---------- Data provided

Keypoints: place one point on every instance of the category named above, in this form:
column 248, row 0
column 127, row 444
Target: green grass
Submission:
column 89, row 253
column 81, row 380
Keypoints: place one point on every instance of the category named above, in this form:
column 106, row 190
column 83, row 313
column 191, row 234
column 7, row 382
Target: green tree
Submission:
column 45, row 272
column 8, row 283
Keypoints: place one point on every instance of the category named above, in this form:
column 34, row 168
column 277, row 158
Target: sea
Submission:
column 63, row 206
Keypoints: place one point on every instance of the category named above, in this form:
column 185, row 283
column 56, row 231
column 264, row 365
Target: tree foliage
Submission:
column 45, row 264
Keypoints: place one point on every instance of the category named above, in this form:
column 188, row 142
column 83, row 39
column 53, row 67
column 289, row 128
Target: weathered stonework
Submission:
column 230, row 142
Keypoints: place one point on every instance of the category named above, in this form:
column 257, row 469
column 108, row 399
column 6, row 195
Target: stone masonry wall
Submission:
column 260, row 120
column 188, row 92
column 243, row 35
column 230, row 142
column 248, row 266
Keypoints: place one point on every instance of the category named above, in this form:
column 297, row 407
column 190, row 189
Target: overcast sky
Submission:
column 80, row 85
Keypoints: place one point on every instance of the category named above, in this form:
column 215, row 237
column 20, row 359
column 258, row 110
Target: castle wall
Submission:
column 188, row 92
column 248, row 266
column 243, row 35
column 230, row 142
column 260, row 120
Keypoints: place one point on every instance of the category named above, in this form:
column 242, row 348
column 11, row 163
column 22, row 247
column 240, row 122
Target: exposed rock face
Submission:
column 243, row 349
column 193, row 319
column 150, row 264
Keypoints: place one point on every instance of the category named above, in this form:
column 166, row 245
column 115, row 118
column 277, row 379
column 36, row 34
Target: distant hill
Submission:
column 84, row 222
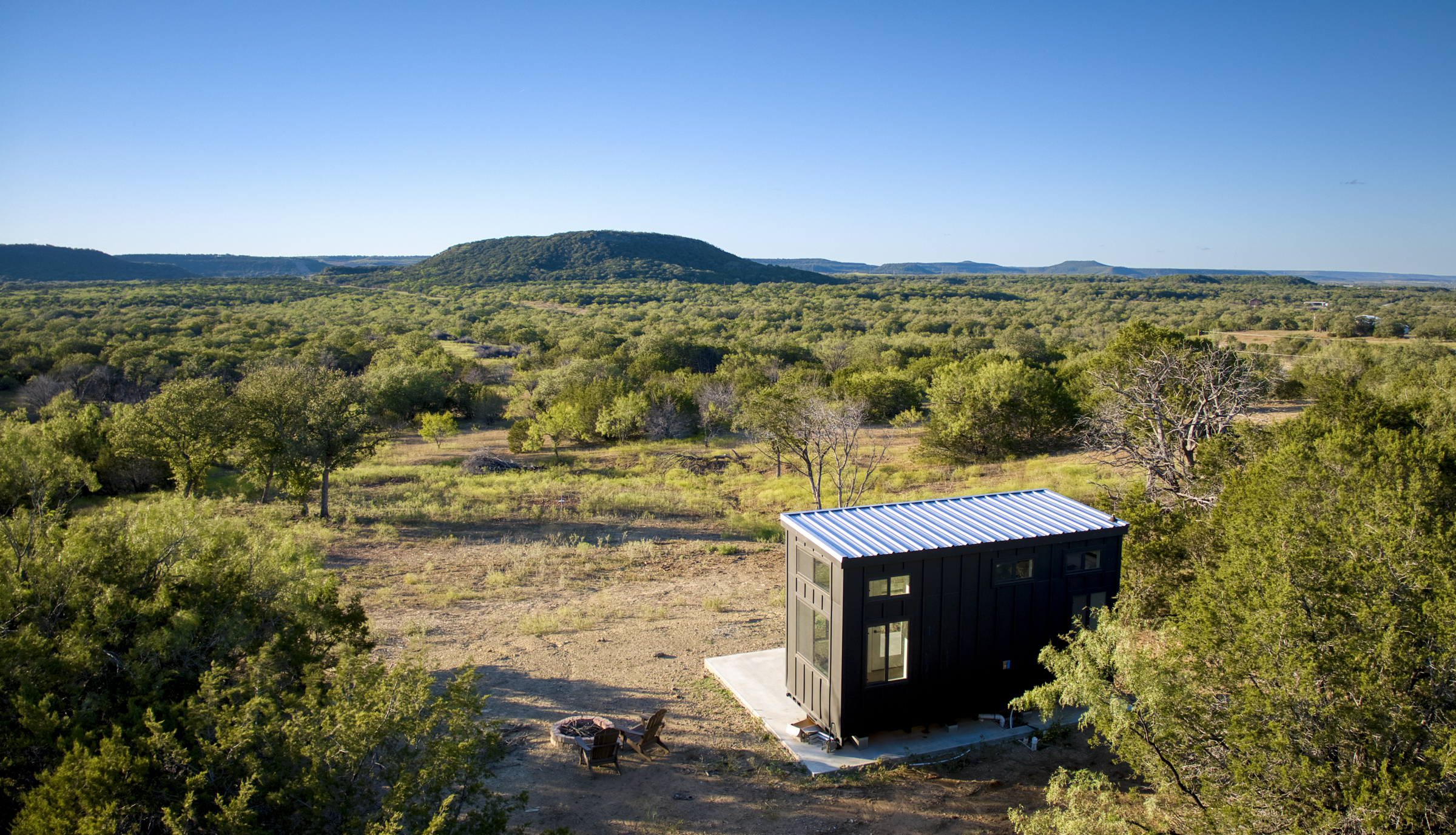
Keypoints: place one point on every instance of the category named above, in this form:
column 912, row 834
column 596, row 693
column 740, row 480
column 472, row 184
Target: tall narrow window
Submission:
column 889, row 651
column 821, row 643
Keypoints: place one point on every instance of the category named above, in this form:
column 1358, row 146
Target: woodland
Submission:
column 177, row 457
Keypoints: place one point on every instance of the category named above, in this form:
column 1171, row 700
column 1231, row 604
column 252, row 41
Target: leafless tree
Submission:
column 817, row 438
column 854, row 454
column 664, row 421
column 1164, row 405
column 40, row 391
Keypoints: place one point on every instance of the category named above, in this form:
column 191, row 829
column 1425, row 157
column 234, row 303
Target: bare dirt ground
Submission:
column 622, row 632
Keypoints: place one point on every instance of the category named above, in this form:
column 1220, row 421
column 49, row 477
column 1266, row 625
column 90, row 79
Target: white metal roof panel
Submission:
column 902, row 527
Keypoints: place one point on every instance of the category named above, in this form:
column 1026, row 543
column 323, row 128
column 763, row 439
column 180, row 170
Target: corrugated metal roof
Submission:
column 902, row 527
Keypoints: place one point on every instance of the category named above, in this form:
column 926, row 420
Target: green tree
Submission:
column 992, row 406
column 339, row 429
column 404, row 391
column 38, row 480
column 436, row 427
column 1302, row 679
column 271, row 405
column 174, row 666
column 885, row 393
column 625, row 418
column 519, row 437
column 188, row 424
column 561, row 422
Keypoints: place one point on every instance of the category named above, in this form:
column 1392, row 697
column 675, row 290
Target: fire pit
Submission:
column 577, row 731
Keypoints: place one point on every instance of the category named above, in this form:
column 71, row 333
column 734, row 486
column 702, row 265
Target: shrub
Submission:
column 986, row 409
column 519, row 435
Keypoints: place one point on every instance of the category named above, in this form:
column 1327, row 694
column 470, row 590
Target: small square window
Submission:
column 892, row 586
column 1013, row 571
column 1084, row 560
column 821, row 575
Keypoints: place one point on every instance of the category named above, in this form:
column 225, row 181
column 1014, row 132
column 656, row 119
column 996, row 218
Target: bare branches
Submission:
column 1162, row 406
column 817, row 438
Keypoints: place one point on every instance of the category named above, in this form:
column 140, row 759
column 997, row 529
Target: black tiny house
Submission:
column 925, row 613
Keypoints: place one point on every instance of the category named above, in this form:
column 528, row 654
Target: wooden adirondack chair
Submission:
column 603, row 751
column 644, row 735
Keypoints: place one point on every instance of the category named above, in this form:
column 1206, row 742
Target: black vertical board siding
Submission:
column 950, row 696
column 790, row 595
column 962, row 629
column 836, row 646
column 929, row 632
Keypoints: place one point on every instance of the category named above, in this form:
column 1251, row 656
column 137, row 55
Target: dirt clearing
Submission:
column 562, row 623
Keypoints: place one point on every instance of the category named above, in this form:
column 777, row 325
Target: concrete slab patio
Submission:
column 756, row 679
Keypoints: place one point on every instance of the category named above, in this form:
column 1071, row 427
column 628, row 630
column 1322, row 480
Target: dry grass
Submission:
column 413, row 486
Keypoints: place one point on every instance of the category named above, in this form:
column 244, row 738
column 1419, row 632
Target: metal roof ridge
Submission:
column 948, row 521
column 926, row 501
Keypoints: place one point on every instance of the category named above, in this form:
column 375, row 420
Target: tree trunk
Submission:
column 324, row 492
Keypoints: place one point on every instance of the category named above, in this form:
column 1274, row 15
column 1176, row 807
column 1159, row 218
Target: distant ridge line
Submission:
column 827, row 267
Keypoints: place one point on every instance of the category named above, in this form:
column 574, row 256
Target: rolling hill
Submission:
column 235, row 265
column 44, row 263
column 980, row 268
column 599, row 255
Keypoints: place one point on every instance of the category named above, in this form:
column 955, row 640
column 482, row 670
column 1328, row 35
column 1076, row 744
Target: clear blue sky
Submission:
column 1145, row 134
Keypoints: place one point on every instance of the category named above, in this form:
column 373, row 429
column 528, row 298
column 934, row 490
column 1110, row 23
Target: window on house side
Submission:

--------------------
---------- Data provided

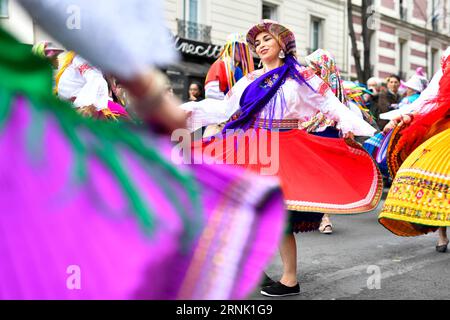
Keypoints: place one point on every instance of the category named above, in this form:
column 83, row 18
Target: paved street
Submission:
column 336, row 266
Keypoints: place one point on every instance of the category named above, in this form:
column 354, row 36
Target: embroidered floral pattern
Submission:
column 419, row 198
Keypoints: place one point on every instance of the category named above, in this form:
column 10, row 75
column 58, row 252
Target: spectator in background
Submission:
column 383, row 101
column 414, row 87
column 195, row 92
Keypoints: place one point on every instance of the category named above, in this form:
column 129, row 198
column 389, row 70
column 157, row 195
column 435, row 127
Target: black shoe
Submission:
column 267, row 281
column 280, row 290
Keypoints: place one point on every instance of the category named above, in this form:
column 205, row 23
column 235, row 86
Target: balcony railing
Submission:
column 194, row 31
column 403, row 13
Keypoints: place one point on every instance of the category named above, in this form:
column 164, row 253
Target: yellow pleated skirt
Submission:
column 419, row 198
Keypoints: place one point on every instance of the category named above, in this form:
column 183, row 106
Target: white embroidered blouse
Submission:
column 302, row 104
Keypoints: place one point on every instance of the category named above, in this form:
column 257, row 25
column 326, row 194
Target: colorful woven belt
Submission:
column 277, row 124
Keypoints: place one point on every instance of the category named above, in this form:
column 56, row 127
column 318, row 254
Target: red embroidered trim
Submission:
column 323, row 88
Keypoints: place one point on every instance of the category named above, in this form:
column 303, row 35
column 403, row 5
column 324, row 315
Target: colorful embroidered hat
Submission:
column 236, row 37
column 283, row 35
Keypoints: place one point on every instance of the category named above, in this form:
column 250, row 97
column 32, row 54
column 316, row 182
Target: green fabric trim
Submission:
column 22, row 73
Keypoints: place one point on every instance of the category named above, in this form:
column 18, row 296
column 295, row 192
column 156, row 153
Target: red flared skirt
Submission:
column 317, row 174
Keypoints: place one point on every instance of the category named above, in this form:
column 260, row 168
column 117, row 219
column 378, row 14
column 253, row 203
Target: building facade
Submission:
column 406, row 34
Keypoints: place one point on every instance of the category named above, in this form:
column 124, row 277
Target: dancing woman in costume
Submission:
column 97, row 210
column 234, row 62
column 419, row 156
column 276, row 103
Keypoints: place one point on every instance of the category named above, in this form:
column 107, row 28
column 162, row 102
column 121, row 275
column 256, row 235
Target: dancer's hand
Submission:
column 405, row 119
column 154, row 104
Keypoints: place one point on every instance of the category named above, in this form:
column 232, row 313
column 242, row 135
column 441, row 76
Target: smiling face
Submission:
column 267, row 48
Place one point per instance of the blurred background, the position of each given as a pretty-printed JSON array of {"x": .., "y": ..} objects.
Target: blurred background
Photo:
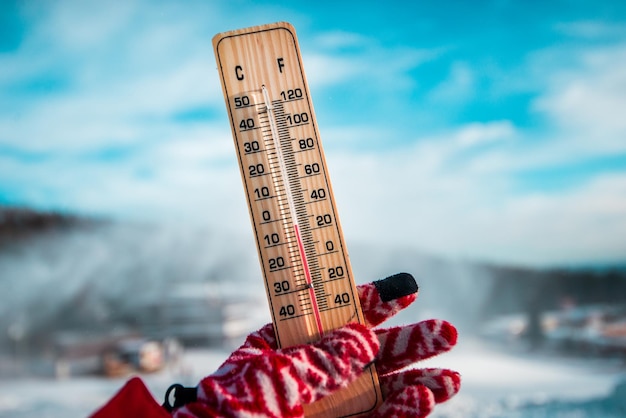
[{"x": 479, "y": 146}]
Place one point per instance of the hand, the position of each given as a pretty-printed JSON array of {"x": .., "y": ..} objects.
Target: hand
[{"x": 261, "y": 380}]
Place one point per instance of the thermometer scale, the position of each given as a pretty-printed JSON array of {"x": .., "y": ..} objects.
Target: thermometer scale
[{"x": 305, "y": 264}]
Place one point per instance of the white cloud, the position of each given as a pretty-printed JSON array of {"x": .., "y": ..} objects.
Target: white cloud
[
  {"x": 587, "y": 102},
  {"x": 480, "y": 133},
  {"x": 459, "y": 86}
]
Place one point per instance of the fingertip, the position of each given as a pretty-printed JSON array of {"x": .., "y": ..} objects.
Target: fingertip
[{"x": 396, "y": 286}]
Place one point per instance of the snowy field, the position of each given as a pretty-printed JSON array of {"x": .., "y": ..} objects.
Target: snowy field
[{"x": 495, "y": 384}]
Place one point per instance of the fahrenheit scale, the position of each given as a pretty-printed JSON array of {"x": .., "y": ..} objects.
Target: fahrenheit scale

--------------------

» Aim of the exercise
Copy out the records word for word, starting at the line with "Place one point per instance of the snowy" and ending at the line with "Target: fahrenheit scale", both lines included.

» Output below
Place one point per instance of the snowy field, the position of each given as a pretty-printed JSON array of {"x": .., "y": ..} objects.
Target: snowy field
[{"x": 495, "y": 384}]
Place one point per instance of the fahrenheit scale, the position of each given as a pretty-printed JSON array of {"x": .., "y": ..} objects.
Target: fahrenheit scale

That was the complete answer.